Exercise description: Switch every "spectator" in the records below to "onlooker" and write the records out again with nothing else changed. Leave the pictures out.

---+---

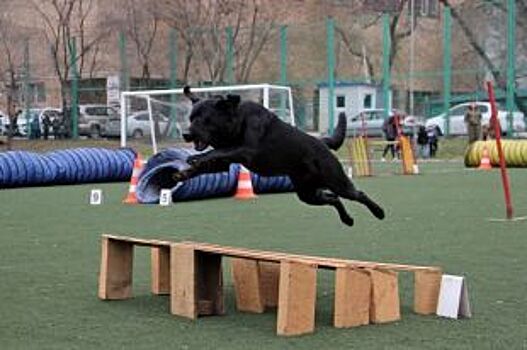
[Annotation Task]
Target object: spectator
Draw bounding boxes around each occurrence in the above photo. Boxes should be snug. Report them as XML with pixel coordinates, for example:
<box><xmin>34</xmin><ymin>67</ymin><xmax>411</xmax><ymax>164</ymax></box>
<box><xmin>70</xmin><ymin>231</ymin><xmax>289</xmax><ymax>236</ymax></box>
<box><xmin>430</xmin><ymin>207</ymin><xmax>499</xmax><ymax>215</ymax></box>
<box><xmin>465</xmin><ymin>103</ymin><xmax>481</xmax><ymax>144</ymax></box>
<box><xmin>426</xmin><ymin>126</ymin><xmax>439</xmax><ymax>158</ymax></box>
<box><xmin>382</xmin><ymin>116</ymin><xmax>397</xmax><ymax>162</ymax></box>
<box><xmin>417</xmin><ymin>125</ymin><xmax>429</xmax><ymax>158</ymax></box>
<box><xmin>42</xmin><ymin>113</ymin><xmax>51</xmax><ymax>140</ymax></box>
<box><xmin>52</xmin><ymin>117</ymin><xmax>62</xmax><ymax>140</ymax></box>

---+---

Final answer:
[Annotation Task]
Target object: onlooker
Draw bounding boxes around each occurrence in the above photo. Boxes should be snug. Report them as XML with pixel coordinates, for example:
<box><xmin>34</xmin><ymin>67</ymin><xmax>411</xmax><ymax>164</ymax></box>
<box><xmin>70</xmin><ymin>231</ymin><xmax>289</xmax><ymax>236</ymax></box>
<box><xmin>430</xmin><ymin>207</ymin><xmax>499</xmax><ymax>215</ymax></box>
<box><xmin>465</xmin><ymin>103</ymin><xmax>481</xmax><ymax>144</ymax></box>
<box><xmin>426</xmin><ymin>126</ymin><xmax>439</xmax><ymax>158</ymax></box>
<box><xmin>382</xmin><ymin>116</ymin><xmax>397</xmax><ymax>162</ymax></box>
<box><xmin>417</xmin><ymin>125</ymin><xmax>429</xmax><ymax>158</ymax></box>
<box><xmin>42</xmin><ymin>113</ymin><xmax>51</xmax><ymax>140</ymax></box>
<box><xmin>52</xmin><ymin>117</ymin><xmax>62</xmax><ymax>140</ymax></box>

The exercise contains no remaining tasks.